● **DATA SUPPLIED**:
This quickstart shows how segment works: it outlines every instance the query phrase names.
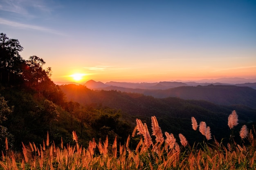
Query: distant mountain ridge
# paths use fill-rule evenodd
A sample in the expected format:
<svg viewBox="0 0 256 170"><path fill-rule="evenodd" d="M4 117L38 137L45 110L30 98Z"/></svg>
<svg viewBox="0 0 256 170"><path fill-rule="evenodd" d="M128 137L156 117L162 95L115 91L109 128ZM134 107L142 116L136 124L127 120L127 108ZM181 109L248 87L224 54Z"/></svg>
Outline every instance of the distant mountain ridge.
<svg viewBox="0 0 256 170"><path fill-rule="evenodd" d="M191 84L193 86L189 85ZM256 108L256 83L237 84L236 85L228 84L222 85L221 83L214 84L195 82L189 82L187 84L182 82L168 82L151 84L143 83L140 84L112 82L108 83L108 86L92 89L139 93L157 98L175 97L184 99L205 100L220 105L243 105ZM110 86L121 86L122 84L124 84L123 86L125 87L143 87L145 88ZM198 84L203 84L203 86ZM93 80L90 81L85 85L86 86L87 85L93 85L94 87L108 86L100 82L96 82ZM195 86L195 85L197 86ZM250 86L251 87L249 87ZM253 88L253 87L254 89Z"/></svg>
<svg viewBox="0 0 256 170"><path fill-rule="evenodd" d="M227 80L226 79L223 79ZM232 79L233 80L234 80L234 79ZM244 80L247 79L241 79ZM252 81L252 79L249 80L250 81ZM256 79L255 81L255 82L256 82ZM247 86L256 89L256 82L247 82L243 84L231 84L220 82L209 83L207 82L200 83L195 82L159 82L154 83L131 83L126 82L107 82L104 84L101 82L96 82L93 80L90 80L84 84L84 85L86 86L86 87L92 89L106 90L116 90L122 91L130 91L128 89L124 89L124 88L141 89L166 90L168 88L180 86L195 86L198 85L205 86L211 84L214 85L234 85L238 86ZM120 89L122 90L121 90Z"/></svg>

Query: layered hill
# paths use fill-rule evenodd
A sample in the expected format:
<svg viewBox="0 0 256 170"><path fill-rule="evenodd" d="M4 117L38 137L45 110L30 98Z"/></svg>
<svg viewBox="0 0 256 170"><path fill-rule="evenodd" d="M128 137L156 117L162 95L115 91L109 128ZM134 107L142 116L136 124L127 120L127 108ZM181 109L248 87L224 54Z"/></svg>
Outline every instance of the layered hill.
<svg viewBox="0 0 256 170"><path fill-rule="evenodd" d="M229 132L227 117L233 110L237 111L241 124L256 121L256 108L242 105L220 106L205 101L177 97L156 98L116 91L93 91L74 84L60 87L69 100L85 106L120 109L124 114L140 118L148 124L150 124L150 117L155 115L163 131L182 133L189 138L191 133L193 132L191 128L192 116L198 121L206 121L213 134L220 137L223 136L222 131Z"/></svg>

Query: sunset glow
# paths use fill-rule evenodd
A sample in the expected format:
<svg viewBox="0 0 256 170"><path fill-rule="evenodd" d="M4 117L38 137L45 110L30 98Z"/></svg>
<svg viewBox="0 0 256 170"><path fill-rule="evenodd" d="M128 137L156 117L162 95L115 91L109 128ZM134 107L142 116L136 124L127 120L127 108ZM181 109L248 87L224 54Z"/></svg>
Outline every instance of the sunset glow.
<svg viewBox="0 0 256 170"><path fill-rule="evenodd" d="M55 82L256 78L254 1L7 2L1 31Z"/></svg>
<svg viewBox="0 0 256 170"><path fill-rule="evenodd" d="M71 75L70 77L72 78L73 80L76 82L79 82L83 79L85 75L85 74L75 73Z"/></svg>

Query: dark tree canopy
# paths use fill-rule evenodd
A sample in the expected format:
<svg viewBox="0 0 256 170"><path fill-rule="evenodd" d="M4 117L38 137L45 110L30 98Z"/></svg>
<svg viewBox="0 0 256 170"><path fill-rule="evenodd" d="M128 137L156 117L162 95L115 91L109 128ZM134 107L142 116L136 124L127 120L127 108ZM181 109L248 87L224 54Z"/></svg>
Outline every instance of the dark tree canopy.
<svg viewBox="0 0 256 170"><path fill-rule="evenodd" d="M10 74L19 75L24 60L19 54L23 50L18 40L0 34L0 80L9 82Z"/></svg>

● **WHAT YOU ARE ASKED TO DO**: Copy the lines above word for word, starting at the very first one and ending at the line that contains "84L193 86L189 85ZM256", and leave the pictures out of your answer.

● **SOLUTION FOR THIS EXERCISE**:
This quickstart shows how segment works: it outlines every instance the query phrase names.
Query: distant mountain ridge
# paths use fill-rule evenodd
A sample in the expected format:
<svg viewBox="0 0 256 170"><path fill-rule="evenodd" d="M4 117L38 137L45 110L30 98Z"/></svg>
<svg viewBox="0 0 256 170"><path fill-rule="evenodd" d="M128 137L156 117L162 95L115 91L109 128ZM134 107L142 116L136 124L127 120L127 108ZM181 109L248 87L224 54Z"/></svg>
Outline every instance of the distant mountain ridge.
<svg viewBox="0 0 256 170"><path fill-rule="evenodd" d="M191 84L193 86L189 85ZM256 108L256 83L237 84L236 85L228 84L222 85L221 83L214 84L195 82L189 82L187 84L182 82L168 82L151 84L143 83L140 84L112 82L108 83L108 86L92 89L139 93L157 98L175 97L184 99L205 100L220 105L243 105ZM110 86L121 86L122 84L124 84L123 86L125 87L143 87L145 88ZM198 84L203 84L203 86ZM93 80L90 81L85 85L86 86L87 85L93 85L94 87L108 86L100 82L96 82ZM195 86L195 85L197 86ZM250 86L251 87L249 87ZM253 88L253 87L254 89Z"/></svg>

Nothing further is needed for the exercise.